What to produce — Print the line containing "woman with blonde" and each line after it through the end, please, with nothing added.

+++ Records to use +++

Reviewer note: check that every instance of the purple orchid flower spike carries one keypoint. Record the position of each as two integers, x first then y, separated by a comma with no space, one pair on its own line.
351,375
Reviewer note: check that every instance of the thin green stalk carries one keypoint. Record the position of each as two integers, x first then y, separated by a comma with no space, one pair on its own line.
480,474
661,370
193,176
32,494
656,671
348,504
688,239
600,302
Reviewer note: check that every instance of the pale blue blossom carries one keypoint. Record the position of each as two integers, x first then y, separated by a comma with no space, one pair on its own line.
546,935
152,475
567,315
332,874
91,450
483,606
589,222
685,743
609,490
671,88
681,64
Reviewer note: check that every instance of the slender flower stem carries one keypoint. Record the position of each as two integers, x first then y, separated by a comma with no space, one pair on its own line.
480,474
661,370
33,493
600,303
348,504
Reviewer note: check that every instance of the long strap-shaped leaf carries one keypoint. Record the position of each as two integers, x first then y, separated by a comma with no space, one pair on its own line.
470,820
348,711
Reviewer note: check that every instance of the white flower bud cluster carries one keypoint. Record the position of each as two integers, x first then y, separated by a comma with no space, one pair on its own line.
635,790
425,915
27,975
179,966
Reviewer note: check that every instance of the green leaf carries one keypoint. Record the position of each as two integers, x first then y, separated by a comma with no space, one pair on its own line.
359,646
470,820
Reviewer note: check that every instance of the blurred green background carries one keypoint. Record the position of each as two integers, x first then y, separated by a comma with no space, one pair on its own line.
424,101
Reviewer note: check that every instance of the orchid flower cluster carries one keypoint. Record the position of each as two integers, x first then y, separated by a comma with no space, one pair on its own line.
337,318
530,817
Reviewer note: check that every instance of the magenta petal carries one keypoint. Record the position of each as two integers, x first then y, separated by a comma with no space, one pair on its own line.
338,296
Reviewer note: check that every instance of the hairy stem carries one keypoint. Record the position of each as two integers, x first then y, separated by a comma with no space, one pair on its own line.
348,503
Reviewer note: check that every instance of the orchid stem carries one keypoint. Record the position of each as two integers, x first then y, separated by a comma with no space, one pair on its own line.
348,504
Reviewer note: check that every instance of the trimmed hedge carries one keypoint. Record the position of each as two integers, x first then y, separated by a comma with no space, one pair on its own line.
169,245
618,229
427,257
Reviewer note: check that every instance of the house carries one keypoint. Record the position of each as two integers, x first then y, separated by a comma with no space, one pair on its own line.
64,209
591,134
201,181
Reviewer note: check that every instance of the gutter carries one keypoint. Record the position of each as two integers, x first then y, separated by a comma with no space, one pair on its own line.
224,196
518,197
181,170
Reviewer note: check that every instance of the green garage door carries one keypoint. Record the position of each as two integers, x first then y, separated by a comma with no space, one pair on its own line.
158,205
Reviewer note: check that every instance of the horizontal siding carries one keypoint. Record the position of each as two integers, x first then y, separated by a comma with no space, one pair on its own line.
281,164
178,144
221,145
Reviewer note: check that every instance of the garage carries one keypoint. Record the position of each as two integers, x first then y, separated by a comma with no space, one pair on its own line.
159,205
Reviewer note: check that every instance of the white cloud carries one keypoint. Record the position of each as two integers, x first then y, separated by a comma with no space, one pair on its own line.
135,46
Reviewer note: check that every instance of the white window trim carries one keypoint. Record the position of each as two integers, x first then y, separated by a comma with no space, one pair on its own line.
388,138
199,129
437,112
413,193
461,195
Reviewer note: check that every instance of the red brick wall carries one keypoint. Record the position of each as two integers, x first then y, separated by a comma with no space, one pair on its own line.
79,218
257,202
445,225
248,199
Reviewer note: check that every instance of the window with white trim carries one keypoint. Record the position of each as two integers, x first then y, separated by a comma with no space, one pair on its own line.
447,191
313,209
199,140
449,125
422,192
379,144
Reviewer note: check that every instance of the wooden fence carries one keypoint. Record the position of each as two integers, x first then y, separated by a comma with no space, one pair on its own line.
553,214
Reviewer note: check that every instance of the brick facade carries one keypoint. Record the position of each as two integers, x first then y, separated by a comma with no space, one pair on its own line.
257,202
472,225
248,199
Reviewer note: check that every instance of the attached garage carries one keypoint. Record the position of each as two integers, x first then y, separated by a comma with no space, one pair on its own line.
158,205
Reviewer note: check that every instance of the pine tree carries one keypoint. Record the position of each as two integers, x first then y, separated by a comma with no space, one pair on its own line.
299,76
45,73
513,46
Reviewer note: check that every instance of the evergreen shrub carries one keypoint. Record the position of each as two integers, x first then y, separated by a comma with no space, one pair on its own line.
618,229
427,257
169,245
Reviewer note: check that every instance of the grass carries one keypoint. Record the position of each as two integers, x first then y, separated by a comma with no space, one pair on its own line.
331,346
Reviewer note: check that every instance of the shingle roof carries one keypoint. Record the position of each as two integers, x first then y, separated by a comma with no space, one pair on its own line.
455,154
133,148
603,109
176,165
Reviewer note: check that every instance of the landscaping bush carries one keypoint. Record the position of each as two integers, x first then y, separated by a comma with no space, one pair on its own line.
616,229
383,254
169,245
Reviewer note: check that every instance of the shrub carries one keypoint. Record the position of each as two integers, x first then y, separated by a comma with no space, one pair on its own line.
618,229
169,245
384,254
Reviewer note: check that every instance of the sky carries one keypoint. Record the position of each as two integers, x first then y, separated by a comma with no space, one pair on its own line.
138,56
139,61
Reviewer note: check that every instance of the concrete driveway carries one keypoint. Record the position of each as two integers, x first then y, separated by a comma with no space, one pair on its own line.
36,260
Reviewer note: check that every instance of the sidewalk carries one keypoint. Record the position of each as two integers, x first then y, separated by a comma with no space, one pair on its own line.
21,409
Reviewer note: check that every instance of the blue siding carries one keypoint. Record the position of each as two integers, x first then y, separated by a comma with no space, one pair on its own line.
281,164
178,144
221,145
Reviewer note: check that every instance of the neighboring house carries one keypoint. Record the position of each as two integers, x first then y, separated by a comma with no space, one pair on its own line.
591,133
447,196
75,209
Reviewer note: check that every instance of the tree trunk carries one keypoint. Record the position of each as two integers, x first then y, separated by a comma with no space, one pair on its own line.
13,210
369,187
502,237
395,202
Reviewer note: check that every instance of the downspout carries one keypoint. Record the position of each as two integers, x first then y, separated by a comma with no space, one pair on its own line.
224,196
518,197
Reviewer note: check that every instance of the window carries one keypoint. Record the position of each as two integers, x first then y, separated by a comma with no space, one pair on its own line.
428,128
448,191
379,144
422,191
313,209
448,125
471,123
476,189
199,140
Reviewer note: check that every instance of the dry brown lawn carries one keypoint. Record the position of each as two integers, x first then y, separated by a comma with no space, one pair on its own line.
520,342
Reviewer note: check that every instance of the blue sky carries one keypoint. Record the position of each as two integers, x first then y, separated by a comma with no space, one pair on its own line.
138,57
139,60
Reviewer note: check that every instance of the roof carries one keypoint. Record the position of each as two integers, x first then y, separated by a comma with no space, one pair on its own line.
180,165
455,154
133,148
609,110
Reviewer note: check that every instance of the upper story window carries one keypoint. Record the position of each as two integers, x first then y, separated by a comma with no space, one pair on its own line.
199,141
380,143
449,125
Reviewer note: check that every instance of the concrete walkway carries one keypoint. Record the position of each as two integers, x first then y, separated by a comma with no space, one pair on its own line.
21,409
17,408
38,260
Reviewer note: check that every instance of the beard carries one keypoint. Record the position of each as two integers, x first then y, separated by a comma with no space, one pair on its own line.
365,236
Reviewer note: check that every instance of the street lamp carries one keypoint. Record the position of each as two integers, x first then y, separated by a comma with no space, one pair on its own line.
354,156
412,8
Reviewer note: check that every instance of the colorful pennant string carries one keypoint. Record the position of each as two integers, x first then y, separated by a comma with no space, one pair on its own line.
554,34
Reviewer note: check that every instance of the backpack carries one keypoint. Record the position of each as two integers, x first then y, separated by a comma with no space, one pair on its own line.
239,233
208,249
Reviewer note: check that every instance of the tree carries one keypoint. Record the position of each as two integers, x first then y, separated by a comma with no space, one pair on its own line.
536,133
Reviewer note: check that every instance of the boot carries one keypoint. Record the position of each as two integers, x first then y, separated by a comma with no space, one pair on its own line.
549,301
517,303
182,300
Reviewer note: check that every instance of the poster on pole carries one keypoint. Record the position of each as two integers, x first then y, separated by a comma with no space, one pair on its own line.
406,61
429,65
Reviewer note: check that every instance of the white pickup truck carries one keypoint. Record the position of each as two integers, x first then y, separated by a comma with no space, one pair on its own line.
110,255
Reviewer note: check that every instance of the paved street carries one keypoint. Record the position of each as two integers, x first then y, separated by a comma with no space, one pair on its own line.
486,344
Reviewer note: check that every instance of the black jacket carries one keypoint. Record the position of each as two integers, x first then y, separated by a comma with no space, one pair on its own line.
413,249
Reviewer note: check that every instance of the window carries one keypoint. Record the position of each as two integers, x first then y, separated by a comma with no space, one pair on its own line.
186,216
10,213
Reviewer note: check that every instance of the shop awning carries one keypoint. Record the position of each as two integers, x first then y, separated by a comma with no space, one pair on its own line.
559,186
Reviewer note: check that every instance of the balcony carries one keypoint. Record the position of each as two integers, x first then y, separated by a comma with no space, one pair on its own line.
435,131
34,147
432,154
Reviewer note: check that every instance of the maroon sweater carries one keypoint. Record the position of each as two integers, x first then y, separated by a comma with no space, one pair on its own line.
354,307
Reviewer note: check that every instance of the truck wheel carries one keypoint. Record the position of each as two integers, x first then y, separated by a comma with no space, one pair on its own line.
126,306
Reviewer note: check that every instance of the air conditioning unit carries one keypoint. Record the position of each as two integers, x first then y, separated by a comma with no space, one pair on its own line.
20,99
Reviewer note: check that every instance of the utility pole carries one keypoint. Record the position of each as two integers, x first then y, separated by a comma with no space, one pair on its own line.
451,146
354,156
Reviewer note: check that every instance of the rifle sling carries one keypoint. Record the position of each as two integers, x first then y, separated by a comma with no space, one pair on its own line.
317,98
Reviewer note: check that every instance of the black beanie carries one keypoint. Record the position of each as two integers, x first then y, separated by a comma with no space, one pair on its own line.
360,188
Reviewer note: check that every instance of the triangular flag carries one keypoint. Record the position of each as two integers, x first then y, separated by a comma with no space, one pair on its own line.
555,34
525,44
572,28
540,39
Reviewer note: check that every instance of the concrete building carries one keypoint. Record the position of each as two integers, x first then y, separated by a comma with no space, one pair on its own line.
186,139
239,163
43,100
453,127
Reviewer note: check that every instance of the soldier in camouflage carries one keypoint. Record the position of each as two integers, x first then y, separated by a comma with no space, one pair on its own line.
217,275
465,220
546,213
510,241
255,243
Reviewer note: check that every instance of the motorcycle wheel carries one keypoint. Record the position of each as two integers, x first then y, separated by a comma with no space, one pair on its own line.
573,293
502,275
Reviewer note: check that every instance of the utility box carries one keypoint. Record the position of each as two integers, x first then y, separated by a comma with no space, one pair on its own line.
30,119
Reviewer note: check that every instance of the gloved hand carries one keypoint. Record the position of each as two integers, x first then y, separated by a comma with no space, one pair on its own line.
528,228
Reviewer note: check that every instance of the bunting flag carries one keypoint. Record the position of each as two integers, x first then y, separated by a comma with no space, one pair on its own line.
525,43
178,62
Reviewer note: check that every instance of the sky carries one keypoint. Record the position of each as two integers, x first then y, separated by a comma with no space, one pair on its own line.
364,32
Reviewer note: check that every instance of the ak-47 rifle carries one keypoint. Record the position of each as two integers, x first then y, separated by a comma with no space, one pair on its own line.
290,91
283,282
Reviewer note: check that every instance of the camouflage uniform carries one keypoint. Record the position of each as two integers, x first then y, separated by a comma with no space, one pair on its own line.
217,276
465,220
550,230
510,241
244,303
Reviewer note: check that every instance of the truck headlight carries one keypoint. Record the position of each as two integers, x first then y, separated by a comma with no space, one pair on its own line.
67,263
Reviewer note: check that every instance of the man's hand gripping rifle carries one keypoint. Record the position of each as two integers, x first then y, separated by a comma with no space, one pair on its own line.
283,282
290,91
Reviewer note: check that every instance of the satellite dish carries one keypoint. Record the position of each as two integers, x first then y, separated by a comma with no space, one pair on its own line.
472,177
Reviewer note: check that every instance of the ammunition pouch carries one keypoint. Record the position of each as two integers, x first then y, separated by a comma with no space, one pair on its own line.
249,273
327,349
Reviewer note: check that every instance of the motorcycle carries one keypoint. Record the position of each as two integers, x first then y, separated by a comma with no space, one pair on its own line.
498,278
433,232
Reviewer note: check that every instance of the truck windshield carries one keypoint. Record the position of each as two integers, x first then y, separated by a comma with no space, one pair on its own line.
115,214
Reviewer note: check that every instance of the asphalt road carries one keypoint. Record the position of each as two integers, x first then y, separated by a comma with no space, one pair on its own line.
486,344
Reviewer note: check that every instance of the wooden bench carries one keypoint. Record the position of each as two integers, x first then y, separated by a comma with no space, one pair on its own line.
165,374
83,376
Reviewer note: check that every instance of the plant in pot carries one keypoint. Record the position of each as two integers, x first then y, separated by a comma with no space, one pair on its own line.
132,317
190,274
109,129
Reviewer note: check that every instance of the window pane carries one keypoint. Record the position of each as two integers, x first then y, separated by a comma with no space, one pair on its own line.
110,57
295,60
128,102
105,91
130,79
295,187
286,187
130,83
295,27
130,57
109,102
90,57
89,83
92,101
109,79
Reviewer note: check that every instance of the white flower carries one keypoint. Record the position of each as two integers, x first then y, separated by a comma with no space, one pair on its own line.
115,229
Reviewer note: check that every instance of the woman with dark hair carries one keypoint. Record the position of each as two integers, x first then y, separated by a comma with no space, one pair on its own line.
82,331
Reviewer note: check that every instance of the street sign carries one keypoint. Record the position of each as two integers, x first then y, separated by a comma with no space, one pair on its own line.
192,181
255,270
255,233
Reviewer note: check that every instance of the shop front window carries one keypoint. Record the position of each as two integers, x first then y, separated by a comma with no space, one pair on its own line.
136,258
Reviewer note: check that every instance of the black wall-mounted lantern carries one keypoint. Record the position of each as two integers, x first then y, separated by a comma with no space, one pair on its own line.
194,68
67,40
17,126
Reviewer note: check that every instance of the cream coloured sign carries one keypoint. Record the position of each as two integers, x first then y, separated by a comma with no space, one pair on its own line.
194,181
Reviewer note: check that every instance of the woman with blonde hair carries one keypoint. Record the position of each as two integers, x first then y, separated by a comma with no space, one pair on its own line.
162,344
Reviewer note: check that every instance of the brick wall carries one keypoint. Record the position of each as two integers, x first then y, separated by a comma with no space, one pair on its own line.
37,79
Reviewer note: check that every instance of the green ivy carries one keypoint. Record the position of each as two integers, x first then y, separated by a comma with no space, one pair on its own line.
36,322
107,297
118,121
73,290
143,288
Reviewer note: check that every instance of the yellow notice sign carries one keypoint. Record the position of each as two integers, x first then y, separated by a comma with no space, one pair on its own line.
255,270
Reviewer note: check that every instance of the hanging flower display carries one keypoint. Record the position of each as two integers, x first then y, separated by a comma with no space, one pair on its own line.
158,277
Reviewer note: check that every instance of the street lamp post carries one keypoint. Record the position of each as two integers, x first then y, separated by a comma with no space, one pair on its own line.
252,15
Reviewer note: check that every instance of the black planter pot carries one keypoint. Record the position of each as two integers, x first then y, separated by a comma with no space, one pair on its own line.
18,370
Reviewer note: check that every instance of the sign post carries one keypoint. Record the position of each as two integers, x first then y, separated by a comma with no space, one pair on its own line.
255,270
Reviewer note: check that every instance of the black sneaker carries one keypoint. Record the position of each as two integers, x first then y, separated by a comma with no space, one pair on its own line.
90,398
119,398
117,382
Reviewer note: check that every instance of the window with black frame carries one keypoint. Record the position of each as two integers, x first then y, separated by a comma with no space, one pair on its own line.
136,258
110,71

+++

Response for this exercise —
Reviewer note: check that every instance of the woman with blonde hair carries one keypoint. Record the position of each as two integers, x first then y, separated by a comma with no space, one pair on its own line.
162,344
Reviewer note: check that every instance of the brick wall carries one keypoint. Record the position of each as two integers, x first then y, separated by a comma with no space, one pair on its own line.
37,79
Reviewer note: check that every instance of the green ivy carries one keypoint. Record the position of each as two integers, x first then y, separated by a comma with no space, one pair on its own line.
36,322
107,297
118,121
73,290
143,288
Reviewer note: check that every instance of the yellow notice sign carries one keypoint. Record the position of each as two integers, x first then y, separated by a comma with no space, one pair on its own line.
255,270
Reviewer note: check that every instance of the hanging flower display carries one keypoint. Record the position of each as two integers, x first then y, separated by a comma with no space, one pair on its own line.
158,277
Reviewer note: check that every instance of the street lamp post carries one keypoint. Record the position of each as two integers, x first then y, separated by a comma with no space, one pair on its own line.
252,15
Reviewer note: check that every instance of the black planter pot carries one keypoint. Record the position of each as two integers, x first then y, separated by a comma with no space, one pair on its own line.
18,370
Reviewer note: check that every instance of the sign post carries one keypoint. Record the position of each as two integers, x first then y, separated by a comma with no space, one pair on its own line.
255,270
Reviewer note: check that every instance of the black sneaker carries one keypoint. Record the position of each as two integers, x first then y, separated by a comma with no space, one pair on its own line.
90,398
119,398
117,382
Reviewer note: check that every instance of the window with black frame carries one keypoint. Record the position of each as two integers, x first then y, separated by a comma with no space, one pair on its own line.
136,258
110,71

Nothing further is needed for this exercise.